The copy you return should hold every record below word for word and no images.

START RECORDS FOR THE TASK

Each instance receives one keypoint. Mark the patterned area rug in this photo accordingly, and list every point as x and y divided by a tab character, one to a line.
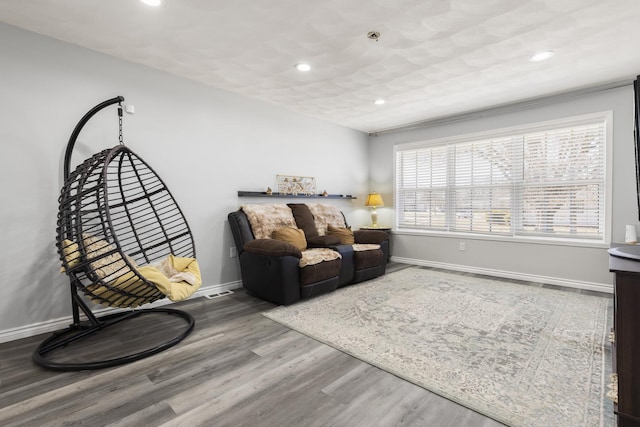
521	354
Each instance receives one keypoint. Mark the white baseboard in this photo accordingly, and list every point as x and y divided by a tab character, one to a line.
590	286
63	322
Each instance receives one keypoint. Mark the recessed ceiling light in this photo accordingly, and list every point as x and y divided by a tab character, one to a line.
541	56
303	67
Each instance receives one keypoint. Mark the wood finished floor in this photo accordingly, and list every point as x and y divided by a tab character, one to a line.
237	368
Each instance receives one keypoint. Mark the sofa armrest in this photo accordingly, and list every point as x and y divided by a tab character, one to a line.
370	236
271	247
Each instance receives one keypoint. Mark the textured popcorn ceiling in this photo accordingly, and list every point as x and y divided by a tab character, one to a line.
435	57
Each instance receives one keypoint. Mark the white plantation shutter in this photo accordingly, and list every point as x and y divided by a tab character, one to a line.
535	181
564	181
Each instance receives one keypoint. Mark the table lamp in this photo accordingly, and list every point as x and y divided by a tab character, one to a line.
374	200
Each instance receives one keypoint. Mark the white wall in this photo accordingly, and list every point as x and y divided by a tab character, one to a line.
206	144
585	267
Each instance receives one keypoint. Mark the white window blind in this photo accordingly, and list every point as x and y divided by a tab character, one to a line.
533	181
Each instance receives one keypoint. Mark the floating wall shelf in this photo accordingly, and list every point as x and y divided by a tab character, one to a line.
299	196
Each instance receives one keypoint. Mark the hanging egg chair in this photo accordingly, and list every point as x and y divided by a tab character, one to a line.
123	242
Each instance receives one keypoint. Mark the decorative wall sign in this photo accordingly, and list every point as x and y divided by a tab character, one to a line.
295	185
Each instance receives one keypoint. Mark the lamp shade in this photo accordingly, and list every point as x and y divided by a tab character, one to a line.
374	199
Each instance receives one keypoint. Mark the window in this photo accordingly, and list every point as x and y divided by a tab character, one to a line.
544	180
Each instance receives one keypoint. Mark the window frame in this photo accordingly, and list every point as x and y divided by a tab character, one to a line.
606	116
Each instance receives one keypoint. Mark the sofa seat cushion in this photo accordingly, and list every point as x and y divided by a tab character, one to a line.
317	255
295	236
368	258
321	271
266	218
370	236
272	247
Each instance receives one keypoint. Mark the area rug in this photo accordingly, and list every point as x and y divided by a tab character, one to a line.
521	354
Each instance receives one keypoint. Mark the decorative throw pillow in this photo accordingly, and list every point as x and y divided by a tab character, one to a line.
344	233
295	236
325	215
266	218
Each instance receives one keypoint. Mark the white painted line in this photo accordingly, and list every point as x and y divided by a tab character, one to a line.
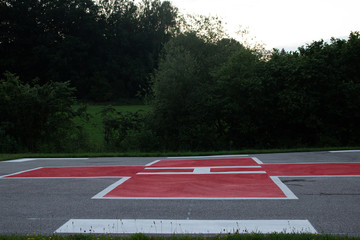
8	175
21	160
214	156
38	159
195	198
149	164
257	160
158	226
344	151
101	194
200	172
150	168
289	194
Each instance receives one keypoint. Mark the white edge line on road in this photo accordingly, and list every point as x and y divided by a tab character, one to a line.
149	164
214	156
344	151
289	194
173	226
101	194
8	175
257	160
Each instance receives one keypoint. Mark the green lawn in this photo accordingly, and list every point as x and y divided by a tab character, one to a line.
94	128
280	236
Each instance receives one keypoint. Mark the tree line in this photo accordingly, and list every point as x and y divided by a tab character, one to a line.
105	48
219	95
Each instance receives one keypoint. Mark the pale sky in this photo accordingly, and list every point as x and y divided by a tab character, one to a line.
282	23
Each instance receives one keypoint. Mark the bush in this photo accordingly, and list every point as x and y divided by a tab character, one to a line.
38	117
128	131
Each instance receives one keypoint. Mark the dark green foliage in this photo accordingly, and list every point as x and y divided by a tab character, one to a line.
38	117
210	95
106	49
127	131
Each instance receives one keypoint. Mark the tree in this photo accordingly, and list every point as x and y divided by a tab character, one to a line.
38	117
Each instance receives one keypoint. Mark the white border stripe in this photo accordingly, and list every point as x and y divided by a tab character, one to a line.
289	194
149	164
101	194
257	160
8	175
196	173
151	168
38	159
171	226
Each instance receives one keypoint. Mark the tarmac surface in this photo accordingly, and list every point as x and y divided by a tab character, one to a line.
330	204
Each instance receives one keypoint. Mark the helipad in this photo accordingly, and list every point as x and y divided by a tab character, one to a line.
227	178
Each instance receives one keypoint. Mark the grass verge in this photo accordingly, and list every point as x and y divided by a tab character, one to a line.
274	236
4	157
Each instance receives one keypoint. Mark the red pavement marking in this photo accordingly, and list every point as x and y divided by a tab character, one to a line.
192	185
198	186
149	170
313	169
235	169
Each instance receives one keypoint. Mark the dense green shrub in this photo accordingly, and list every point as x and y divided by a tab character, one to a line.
127	131
38	117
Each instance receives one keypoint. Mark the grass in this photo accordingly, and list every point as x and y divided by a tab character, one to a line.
274	236
94	130
4	157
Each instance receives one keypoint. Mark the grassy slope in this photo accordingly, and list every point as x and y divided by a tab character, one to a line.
95	131
220	237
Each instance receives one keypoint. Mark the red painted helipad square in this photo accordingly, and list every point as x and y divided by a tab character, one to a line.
229	178
198	186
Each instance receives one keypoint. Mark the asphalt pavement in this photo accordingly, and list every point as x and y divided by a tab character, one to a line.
330	204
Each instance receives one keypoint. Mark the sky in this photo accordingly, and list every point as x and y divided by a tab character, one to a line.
281	24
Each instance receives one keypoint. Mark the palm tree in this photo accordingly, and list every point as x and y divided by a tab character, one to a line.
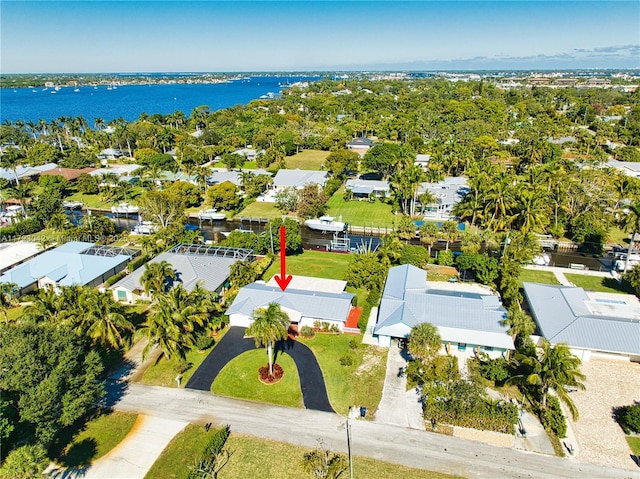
156	276
550	367
269	325
7	299
103	320
424	341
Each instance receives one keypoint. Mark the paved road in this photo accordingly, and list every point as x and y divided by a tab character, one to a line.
398	445
314	392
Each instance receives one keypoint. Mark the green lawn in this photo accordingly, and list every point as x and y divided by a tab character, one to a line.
598	283
180	454
359	384
307	160
634	444
319	264
98	436
260	210
164	372
256	457
360	213
533	276
239	378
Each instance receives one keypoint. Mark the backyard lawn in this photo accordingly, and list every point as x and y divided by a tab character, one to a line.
307	160
257	457
319	264
602	284
260	210
360	213
96	438
239	379
534	276
359	383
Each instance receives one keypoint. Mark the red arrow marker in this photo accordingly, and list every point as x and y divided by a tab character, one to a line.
283	280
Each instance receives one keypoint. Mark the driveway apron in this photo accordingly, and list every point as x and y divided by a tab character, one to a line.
314	392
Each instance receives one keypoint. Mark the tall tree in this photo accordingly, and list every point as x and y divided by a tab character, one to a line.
269	325
550	367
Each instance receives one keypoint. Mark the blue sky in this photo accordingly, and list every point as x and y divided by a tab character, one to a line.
137	36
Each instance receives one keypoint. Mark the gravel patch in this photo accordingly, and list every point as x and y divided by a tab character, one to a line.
610	383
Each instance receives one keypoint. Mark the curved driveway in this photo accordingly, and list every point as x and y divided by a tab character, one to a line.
314	392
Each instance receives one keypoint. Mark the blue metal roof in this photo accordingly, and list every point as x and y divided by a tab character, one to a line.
66	265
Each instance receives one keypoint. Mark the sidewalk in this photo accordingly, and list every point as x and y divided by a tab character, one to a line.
398	406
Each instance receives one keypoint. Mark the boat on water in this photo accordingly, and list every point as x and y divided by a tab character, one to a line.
325	223
211	214
124	209
73	205
145	228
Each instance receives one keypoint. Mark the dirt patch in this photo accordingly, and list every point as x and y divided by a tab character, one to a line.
369	360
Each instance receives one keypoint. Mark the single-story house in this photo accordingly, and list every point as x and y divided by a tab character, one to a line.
111	154
629	168
468	322
360	145
364	188
298	179
233	176
191	264
422	160
448	193
72	263
306	300
248	153
70	174
12	254
592	324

END RECORDS FOR THE TASK

* ANSWER SECTION:
Each instance receives one keypoint. Mark the patterned area rug in this photo accordingly, and list every point as x and y divided by a tab character, one to a line.
521	354
Each instance receives one keypoint. Mark the white baseboard in this photo accordingly, and list every point as x and y divided by a tab character, one to a line.
590	286
63	322
Each instance receives one keypoint. Mark the recessed ceiling light in this photo accordingly, and list every point as x and y divided by a tab character, one to a line.
541	56
303	67
Each instance receives one keypoint. Mark the wood finished floor in this photo accordingly, and list every point as x and y divided by a tab character, one to a line.
237	368
Each instance receives one keypoint. Mark the sofa armrest in this photo accordingly, and list every point as x and y divided by a tab character, one to a line.
370	236
271	247
Each instance receives one keypoint. Mark the textured popcorn ceiling in this photo accordingly, and list every point as x and y divided by a tab character, one to a line.
435	57
Each instance receives one keypoint. Mark the white plantation shutter in this photo accordingly, and list every point as x and y divided by a tab character, one to a line.
535	181
564	181
Each instance receives one keypoint. Mark the table lamp in this photo accordingly, and list every point as x and y divided by a tab character, one to a line.
374	200
Each instance receives one keypoint. Mark the white wall in this photo accordingly, and list every point as x and y divided by a tab character, one to a line.
206	144
585	267
Each instance receives one keypoint. Mark the white window blind in this photo accordingly, and list every point as x and y divided by a tab character, one to a line.
533	181
Each instance receives one keypoint. Mark the floating wall shelf in this photo accordingly, and list every point as x and y divided by a tab character, one to a line.
299	196
Each instance receives one keypoint. Mark the hanging egg chair in this photo accordingly, and list every point as x and y divided by a tab character, one to a line.
123	242
Each instance receives one keypoint. Mark the decorative wall sign in this photo accordingly, and list every point as x and y divided by a tab character, one to a line.
295	185
Each instance receives one keypoint. Mark the lamp shade in this photo accordingly, and list every point as x and y divided by a tab character, one to a line.
374	199
Each instance receives one keypoint. Mark the window in this photo accordingly, and list every point as x and y divided by a tab character, one to a line.
544	180
Each instance receives one keypoint. Mark the window frame in this photo accordingly, and list every point as x and y divided by a tab character, one to a line.
606	116
Each instance receives one keypoint. Mark the sofa seat cushion in this photo accordingly, and list every point as x and y divided by a tab character, one to a line.
317	255
295	236
368	258
321	271
266	218
370	236
272	247
Each instance receives one keypoint. Mark the area rug in this photo accordingly, and list every point as x and y divided by a tab character, one to a line.
521	354
Each instance receives one keypoint. Mark the decorative throw pillow in this photo accordingly, and list every point as x and y divided by a tab character, one to a line.
344	233
295	236
325	215
266	218
Each instance receives one keypoint. Mark the white painted line in this photo accordingly, and list every point as x and y divided by a tab character, one to a line.
8	175
21	160
214	156
38	159
195	198
149	164
257	160
158	226
344	151
101	194
200	172
150	168
289	194
Each instance receives one keypoint. Mark the white edge line on road in this photo accordingly, and list every point as x and y divided by a tab character, one to a line.
149	164
214	156
344	151
289	194
173	226
101	194
8	175
257	160
Each instance receives one keypoint. Mark the green lawn in this photo accordingly, and list every point as x and y divided by a tab character, one to a line.
94	128
280	236
Each instance receives one keypoint. Mark the tree line in this photo accordingly, and list every point as x and y divided by a tab character, one to a line.
105	48
219	95
Each instance receives one keypoint. Mark the pale sky in this photo accordingly, and list every point as x and y divided by a tab character, one to a line.
282	23
Each instance receives one keypoint. Mark the bush in this photo accordingly, and list every point as x and y divided by a tab character, one to a line.
38	117
128	131
Each instance receives one keypoint. Mark the dark green foliage in this photo accordingly, and list every point as x and y divided by a tab character, one to a line.
38	117
210	95
106	49
127	131
Each instance receives one keypoint. Mark the tree in this photo accordingly, and list every point as x and y divided by a tab character, one to a line.
38	117
Each instance receives one keypoint. Mark the white border stripe in this photo accordingly, and list every point as x and y divided by a tab character, one to a line.
289	194
149	164
101	194
257	160
8	175
196	173
151	168
38	159
171	226
Each instance receives one keypoint. Mark the tarmac surface in this photo accordingly, and list every point as x and y divided by a tab character, one to a line.
330	204
Each instance receives one keypoint. Mark the helipad in this photo accordingly, and list every point as x and y divided by a tab character, one to a line.
227	178
Each instance receives one keypoint. Mark the grass verge in this photo accordingly, and list every point as x and y divided by a tab character, one to a line.
274	236
4	157
Each instance receives one keypoint. Mark the red pavement marking in this photo accordingly, and list every point as x and y divided by a tab character, one to a line.
192	185
198	186
149	170
313	169
235	169
Each instance receives one keypoint. Mark the dense green shrub in this photo accordingly, and list every point as x and y divided by a tab character, one to a line.
127	131
38	117
Each instance receives one keypoint. Mark the grass in this photo accordingly, and list every point as x and y divided by a tab character, one to a line.
274	236
94	130
4	157
Each instance receives one keypoint. Mark the grassy slope in this photo accordingly, and list every point as x and y divided by a tab character, one to a line.
95	131
220	237
Each instance receives one keypoint. Mark the red painted helipad square in this photo accordingly, and list every point as x and y divided by a tab character, one to a line.
229	178
198	186
Each instance receives one keypoint. Mark the asphalt pavement in this photo accordingly, and list every point as x and y divided by a tab character, one to a line.
330	204
Each instance receives one keypoint. Mark the sky in this photo accordingly, and list every point as x and y divided by a tab character, one to a line.
281	24
Each instance receives one keypoint. Mark the palm tree in this photo accordingly, and list every point as x and y divided by a tab character, one to a line.
156	276
550	367
269	325
7	299
103	320
424	341
Each instance receives one keypoint. Mark the paved road in this photo accordingly, and list every point as x and y divided by a tab character, one to a line.
398	445
314	392
Each instance receives one keypoint. Mark the green lawn in this photo accordingly, and list every point as x and y divided by a tab character, one to a line.
598	283
180	454
359	384
307	160
634	444
319	264
98	436
260	210
164	372
256	457
360	213
533	276
239	378
Each instance receives one keypoint. Mark the backyard lawn in this photo accordingly, and list every point as x and y divided by a tab character, one to a line.
307	160
257	457
319	264
602	284
260	210
360	213
96	438
239	379
534	276
359	383
Each instance receives one keypoint. Mark the red arrow marker in this photo accordingly, and list every point as x and y divided by a tab character, one to a line.
283	280
Each instance receives one keypoint. Mark the driveway apron in this photo accordingly, and list every point as x and y divided by a tab character, one to a line.
314	392
Each instance receives one keypoint. Mark the tall tree in this photo accordingly, and list every point as x and y divided by a tab character, one to a line.
269	325
550	367
Each instance receives one keypoint. Mark the blue sky in this photo accordingly, and list every point as x and y divided by a tab character, one to a line.
137	36
Each instance receives one keypoint. Mark the gravel patch in this photo accordingly, and list every point as x and y divided by a tab character, one to a line.
610	383
Each instance receives one keypoint. Mark the curved driveway in this photo accordingly, and list every point as x and y divided by a tab character, one to a line.
314	392
Each instance receives one keypoint. Mark the blue metal roof in this photo accordingly, and list every point as x and y divided by a tab character, one to a line.
66	265
Each instance receives one keypoint. Mark the sidewalk in this photo accordingly, and list every point as x and y divided by a tab character, one to a line.
398	406
Each instance receives one keypoint. Mark the boat on water in this photo accordingly, and list every point as x and y divided by a tab character, one to a line.
325	223
211	214
124	209
73	205
145	228
Each instance receives one keypoint. Mark the dirt patch in this photo accordingly, and list every point as x and y divided by a tab character, one to a line.
369	360
Each instance receives one keypoint. Mark the single-story house in this photo accordingly, and list every point as x and y divided by a tab character, one to a line.
111	154
629	168
468	322
360	145
364	188
298	179
233	176
191	264
422	160
448	193
72	263
306	300
248	153
70	174
12	254
592	324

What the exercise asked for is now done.